**What you will do**
Write the records out once more, so that nothing differs from the original.

====

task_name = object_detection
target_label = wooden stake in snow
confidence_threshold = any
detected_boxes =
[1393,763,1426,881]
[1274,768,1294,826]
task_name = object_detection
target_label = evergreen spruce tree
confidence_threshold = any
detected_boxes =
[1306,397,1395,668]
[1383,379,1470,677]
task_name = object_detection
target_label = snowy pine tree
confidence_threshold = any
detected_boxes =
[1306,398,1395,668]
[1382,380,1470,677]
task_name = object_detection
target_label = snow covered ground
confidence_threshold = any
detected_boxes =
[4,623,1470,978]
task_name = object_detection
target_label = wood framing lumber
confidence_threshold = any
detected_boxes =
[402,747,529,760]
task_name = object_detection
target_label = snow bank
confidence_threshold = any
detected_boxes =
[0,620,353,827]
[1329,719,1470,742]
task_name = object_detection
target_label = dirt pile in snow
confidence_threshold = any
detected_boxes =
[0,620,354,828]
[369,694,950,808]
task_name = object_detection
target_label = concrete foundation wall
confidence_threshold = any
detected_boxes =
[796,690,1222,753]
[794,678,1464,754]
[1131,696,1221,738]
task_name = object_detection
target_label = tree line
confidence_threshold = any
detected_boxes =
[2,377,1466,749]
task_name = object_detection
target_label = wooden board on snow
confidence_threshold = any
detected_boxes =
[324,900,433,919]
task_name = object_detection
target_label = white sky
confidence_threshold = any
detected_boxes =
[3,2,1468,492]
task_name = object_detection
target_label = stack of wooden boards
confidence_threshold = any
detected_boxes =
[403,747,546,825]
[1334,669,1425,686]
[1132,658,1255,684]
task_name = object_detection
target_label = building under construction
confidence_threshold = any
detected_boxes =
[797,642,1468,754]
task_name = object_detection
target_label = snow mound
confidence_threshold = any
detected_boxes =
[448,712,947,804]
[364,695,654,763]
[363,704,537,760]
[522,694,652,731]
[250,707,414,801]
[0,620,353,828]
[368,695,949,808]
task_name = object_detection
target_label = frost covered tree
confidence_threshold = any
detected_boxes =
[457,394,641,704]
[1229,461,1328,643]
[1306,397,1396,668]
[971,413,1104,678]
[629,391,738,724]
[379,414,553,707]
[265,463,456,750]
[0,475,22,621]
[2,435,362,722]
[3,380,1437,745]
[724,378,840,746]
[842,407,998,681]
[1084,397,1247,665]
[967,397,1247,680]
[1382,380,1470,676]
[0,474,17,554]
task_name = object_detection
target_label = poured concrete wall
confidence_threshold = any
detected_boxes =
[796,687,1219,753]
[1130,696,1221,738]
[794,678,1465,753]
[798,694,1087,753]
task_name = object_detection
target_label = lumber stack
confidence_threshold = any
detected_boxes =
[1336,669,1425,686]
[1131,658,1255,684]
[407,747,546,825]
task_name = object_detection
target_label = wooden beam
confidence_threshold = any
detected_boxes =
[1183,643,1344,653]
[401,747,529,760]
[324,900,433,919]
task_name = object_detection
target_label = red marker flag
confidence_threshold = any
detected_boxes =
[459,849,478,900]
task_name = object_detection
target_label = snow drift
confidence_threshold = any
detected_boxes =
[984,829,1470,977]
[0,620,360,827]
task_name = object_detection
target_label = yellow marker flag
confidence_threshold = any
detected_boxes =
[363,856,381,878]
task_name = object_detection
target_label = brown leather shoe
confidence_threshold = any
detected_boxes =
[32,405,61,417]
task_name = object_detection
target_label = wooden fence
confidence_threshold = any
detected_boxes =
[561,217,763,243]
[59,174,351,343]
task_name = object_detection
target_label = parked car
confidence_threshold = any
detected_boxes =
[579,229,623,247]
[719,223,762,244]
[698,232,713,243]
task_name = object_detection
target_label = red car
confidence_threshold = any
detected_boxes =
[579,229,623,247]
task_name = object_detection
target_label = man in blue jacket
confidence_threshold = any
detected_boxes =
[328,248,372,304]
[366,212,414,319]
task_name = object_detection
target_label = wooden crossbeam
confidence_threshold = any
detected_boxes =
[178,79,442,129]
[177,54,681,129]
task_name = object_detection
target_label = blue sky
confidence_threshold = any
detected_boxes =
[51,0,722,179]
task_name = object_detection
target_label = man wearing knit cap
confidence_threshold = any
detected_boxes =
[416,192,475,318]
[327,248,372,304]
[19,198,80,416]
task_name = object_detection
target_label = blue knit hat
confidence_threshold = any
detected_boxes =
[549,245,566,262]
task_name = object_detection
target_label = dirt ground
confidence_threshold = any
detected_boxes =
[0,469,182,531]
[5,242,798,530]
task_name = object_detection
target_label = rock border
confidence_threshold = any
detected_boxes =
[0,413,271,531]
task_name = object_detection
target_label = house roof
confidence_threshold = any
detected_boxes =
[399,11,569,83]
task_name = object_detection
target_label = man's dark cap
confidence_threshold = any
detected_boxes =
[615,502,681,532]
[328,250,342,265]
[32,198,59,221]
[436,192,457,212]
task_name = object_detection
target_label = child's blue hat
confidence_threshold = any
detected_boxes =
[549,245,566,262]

====

**Task output**
task_name = object_detection
target_label = wooden stake in snow
confidence_threshold = any
detected_boxes =
[1393,763,1426,881]
[1274,768,1294,826]
task_name = object_detection
target_label = evergreen spruce tree
confidence_threshold = any
detected_boxes =
[1306,397,1395,668]
[1383,379,1470,677]
task_name = object_detection
target_label = snowy pine tree
confidence_threshold = any
detected_boxes =
[1306,398,1395,668]
[1382,380,1470,677]
task_name = object_detection
target_label = snow covered ground
confidence_threshold = any
detected_boxes =
[4,623,1470,978]
task_name = object_detection
target_label = wood framing lumber
confidence_threshold = any
detected_boxes =
[402,747,529,760]
task_name = object_detection
target_label = snow bank
confidence_threshold = any
detected_boxes =
[0,620,353,827]
[1329,719,1470,742]
task_name = object_detection
target_label = dirt pile in snow
confidence_threshold = any
detected_boxes =
[0,620,354,828]
[369,694,950,808]
task_name = object_detection
target_label = concrete foundation wall
confidence_threshold = any
detected_boxes =
[796,690,1222,753]
[794,678,1464,754]
[1131,696,1221,738]
task_name = object_detection
target_label = tree line
confidence_threshold = any
detected_boxes =
[2,377,1466,749]
task_name = object_detection
target_label = wooden board on snow
confidence_threshold = any
detected_boxes =
[324,900,433,919]
task_name = object_detection
target_label = white sky
confidence_threshold = any
detected_boxes =
[3,2,1468,492]
task_name = object_detection
target_label = stack of wooden boards
confidence_threshold = any
detected_boxes =
[403,747,546,825]
[1334,669,1425,686]
[1132,658,1255,684]
task_name = object_detection
target_label = building under construction
confidence_threshold = any
detected_boxes =
[797,642,1468,754]
task_name = object_detection
target_label = snow mound
confidence_threshold = any
detected_boxes =
[448,712,947,804]
[364,695,654,763]
[363,704,537,760]
[522,694,652,731]
[250,707,414,801]
[0,620,353,828]
[368,695,949,808]
task_name = object_detection
target_label = frost covered tree
confidence_threshold = any
detected_boxes =
[457,394,641,704]
[1229,461,1328,643]
[1306,397,1396,668]
[971,413,1104,678]
[629,391,738,724]
[379,414,553,707]
[265,463,456,750]
[0,475,22,621]
[2,435,362,722]
[3,380,1437,745]
[724,378,840,746]
[842,407,998,681]
[1084,397,1247,665]
[967,397,1247,680]
[1382,380,1470,676]
[0,474,17,554]
task_name = object_detection
target_label = poured concrete wall
confidence_threshold = any
detected_boxes =
[796,687,1219,753]
[1130,696,1221,738]
[794,678,1465,753]
[798,694,1087,753]
task_name = object_detection
target_label = lumber stack
confidence_threshold = any
detected_boxes =
[1336,669,1425,686]
[1131,658,1255,684]
[407,747,546,825]
task_name = object_detection
target_label = wooden beam
confidence_threshold = any
detected_boxes =
[1183,643,1344,653]
[401,747,529,760]
[324,900,433,919]
task_name = object_detection
target_label = red marker flag
confidence_threshold = any
detected_boxes =
[459,849,478,900]
task_name = object_detection
target_label = snow drift
confidence_threshold = any
detected_boxes =
[984,829,1470,977]
[0,620,360,827]
task_name = object_detection
target_label = yellow marker flag
confidence_threshold = any
detected_boxes =
[363,856,381,878]
task_name = object_detection
target_label = brown leather shoe
confidence_threshold = any
detected_boxes =
[32,405,61,417]
task_name = object_detection
target_label = wooden fence
confidence_threshold = any
detected_boxes =
[561,217,763,243]
[59,174,351,343]
task_name = object_detection
target_label = parked car
confidence_threshold = any
detected_boxes =
[579,229,623,247]
[719,223,762,244]
[698,232,713,243]
task_name = object_detection
target_label = red car
confidence_threshold = any
detected_boxes =
[579,229,623,247]
task_name = object_detection
target_label = man in blue jacket
confidence_threshold = any
detected_boxes =
[328,248,372,304]
[366,212,414,319]
task_name = object_detection
target_label = wooden crossbeam
confidence_threshold = any
detected_boxes =
[178,79,442,129]
[177,54,681,129]
task_name = object_detection
target_label = blue sky
confidence_threshold = any
detected_boxes =
[51,0,722,179]
task_name = object_detection
target_label = man wearing knit cap
confidence_threshold = any
detected_boxes =
[416,192,475,318]
[327,248,372,304]
[19,198,80,416]
task_name = object_detection
target_label = blue knit hat
confidence_threshold = any
detected_boxes =
[549,245,566,262]
task_name = object_detection
target_label = dirt ground
confidence_threshold = any
detected_boxes =
[0,469,182,531]
[5,242,798,530]
task_name = object_detection
target_label = rock border
confidence_threshold = any
detected_boxes =
[0,413,271,531]
task_name = object_detection
target_label = house roof
confidence_threshold = any
detected_boxes =
[399,11,569,83]
task_name = object_detection
target_label = man's dark cap
confidence_threshold = any
detected_boxes =
[615,502,681,532]
[328,250,342,265]
[32,198,59,221]
[436,192,457,212]
task_name = object_detection
target_label = child's blue hat
confidence_threshold = any
detected_boxes =
[549,245,566,262]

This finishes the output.